> [SOURCE]
============
Pod and Container Statistics

Pod count by namespace

metrics_read { "command": "query", "flags": { "query": "topk(15, count by (namespace)(kube_pod_info))", "output": "markdown" } }

Pod phase summary

metrics_read { "command": "preset", "flags": { "name": "cluster_pod_status", "output": "markdown" } }

Container CPU usage by namespace

metrics_read { "command": "preset", "flags": { "name": "namespace_cpu_usage", "output": "markdown" } }

Container memory usage by namespace

metrics_read { "command": "preset", "flags": { "name": "namespace_memory_usage", "output": "markdown" } }

Container restart counts (instability indicator)

metrics_read { "command": "preset", "flags": { "name": "pod_restarts_top10", "output": "markdown" } }

Pods with high recent restarts (use `debug_read` for details)

After finding pods with high restarts, use debug_read to get pod details and logs:

debug_read { "command": "list", "flags": { "resource": "pods", "namespace": "<NAMESPACE>", "query": "where status.containerStatuses[0].restartCount > 5", "output": "markdown" } }

debug_read { "command": "logs", "flags": { "name": "<POD_NAME>", "namespace": "<NAMESPACE>", "tail": 100, "query": "where level = 'ERROR'", "output": "markdown" } }

Available labels on pod/container metrics

Label	Description	Example values
`namespace`	Pod namespace	`konveyor-forklift`, `openshift-cnv`
`pod`	Pod name	`forklift-controller-6df77f6bf5-jtt7q`
`container`	Container name	`main`, `inventory`, `extract`
`node`	Node the pod runs on	`worker-0`, `worker-1`
`phase`	Pod phase (on status metrics)	`Running`, `Pending`, `Failed`, `Succeeded`
`uid`	Pod UID	`793fb1cb-3e58-4eef-b95a-733f237365a3`
`created_by_kind`	Owner resource kind (on kube_pod_info)	`ReplicaSet`, `DaemonSet`, `StatefulSet`
`created_by_name`	Owner resource name (on kube_pod_info)	`forklift-controller-6df77f6bf5`
`host_ip`	Node IP (on kube_pod_info)	`192.168.0.77`
`pod_ip`	Pod IP (on kube_pod_info)	`10.129.3.3`

Pod/container metrics reference

Metric	Description
`kube_pod_info`	Pod metadata (node, namespace, IPs, owner)
`kube_pod_status_phase`	Pod phase (Running/Pending/Failed/Succeeded)
`kube_pod_container_status_restarts_total`	Container restart count
`kube_pod_container_status_waiting_reason`	Waiting reason (CrashLoopBackOff, ImagePullBackOff, etc.)
============
(Position annotation records)
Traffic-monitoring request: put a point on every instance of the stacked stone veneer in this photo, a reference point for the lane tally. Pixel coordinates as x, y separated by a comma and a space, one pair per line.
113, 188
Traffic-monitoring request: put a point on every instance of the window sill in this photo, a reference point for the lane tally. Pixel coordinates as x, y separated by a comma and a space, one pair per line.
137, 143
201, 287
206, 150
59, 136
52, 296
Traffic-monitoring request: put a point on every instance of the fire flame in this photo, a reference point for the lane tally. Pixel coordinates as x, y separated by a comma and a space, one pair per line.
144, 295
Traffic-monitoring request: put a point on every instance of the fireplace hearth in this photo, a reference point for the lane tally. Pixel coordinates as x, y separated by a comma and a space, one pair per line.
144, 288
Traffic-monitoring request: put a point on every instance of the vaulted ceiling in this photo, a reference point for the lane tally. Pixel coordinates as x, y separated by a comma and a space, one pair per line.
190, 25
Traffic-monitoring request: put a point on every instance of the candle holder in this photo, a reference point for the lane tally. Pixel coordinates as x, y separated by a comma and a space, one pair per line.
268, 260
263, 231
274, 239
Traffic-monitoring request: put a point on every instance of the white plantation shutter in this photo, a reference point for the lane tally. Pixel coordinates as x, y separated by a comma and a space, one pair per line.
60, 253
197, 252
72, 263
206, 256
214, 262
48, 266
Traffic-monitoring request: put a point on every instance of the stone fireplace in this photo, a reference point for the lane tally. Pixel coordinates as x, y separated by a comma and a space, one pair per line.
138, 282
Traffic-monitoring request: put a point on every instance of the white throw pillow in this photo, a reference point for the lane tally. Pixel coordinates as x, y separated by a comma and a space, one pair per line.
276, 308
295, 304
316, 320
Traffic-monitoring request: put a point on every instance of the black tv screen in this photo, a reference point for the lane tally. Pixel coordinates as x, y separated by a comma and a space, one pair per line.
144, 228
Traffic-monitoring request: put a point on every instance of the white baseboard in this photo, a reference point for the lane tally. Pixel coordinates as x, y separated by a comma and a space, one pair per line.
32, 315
============
> [TASKS TO CARRY OUT]
A - In the pod and container statistics page, which preset name is used for container restart counts?
B - Reproduce the pod and container statistics page starting at "Pod/container metrics reference" and ending at "(CrashLoopBackOff, ImagePullBackOff, etc.)".
C - Write the next part of the pod and container statistics page, picking up after its last line.

> [RESPONSES BY TASK]
A - pod_restarts_top10

B -
Pod/container metrics reference

Metric	Description
`kube_pod_info`	Pod metadata (node, namespace, IPs, owner)
`kube_pod_status_phase`	Pod phase (Running/Pending/Failed/Succeeded)
`kube_pod_container_status_restarts_total`	Container restart count
`kube_pod_container_status_waiting_reason`	Waiting reason (CrashLoopBackOff, ImagePullBackOff, etc.)

C -
`container_cpu_usage_seconds_total`	Container CPU usage
`container_memory_working_set_bytes`	Container memory usage
`namespace:container_cpu_usage:sum`	Pre-aggregated CPU by namespace
`namespace:container_memory_usage_bytes:sum`	Pre-aggregated memory by namespace

Forklift / MTV Migration Metrics

Available labels on mtv_* metrics

All mtv_* metrics share these labels for filtering and grouping:

Label	Description	Example values
`provider`	Source provider type	`vsphere`, `ovirt`, `openstack`, `ova`, `ec2`
`mode`	Migration mode	`Cold`, `Warm`
`target`	Target cluster	`Local` (host cluster) or remote cluster name
`owner`	User who owns the migration	`admin@example.com`
`plan`	Migration plan UUID	`363ce137-dace-4fb4-b815-759c214c9fec`
`namespace`	Forklift operator namespace	`konveyor-forklift`, `openshift-mtv`
`status`	Migration/plan status (on status metrics)	`Succeeded`, `Failed`, `Executing`

MTV migration metrics reference

Metric	Description
`mtv_migrations_status_total`	Migration counts by status (succeeded/failed/running)
`mtv_plans_status`	Plan-level status counts
`mtv_migration_data_transferred_bytes`	Total bytes migrated per plan
`mtv_migration_net_throughput`	Migration network throughput
`mtv_migration_storage_throughput`	Migration storage throughput
`mtv_migration_duration_seconds`	Migration duration per plan
`mtv_plan_alert_status`	Alerts on migration plans
`mtv_workload_migrations_status_total`	Per-workload migration status (per plan + status)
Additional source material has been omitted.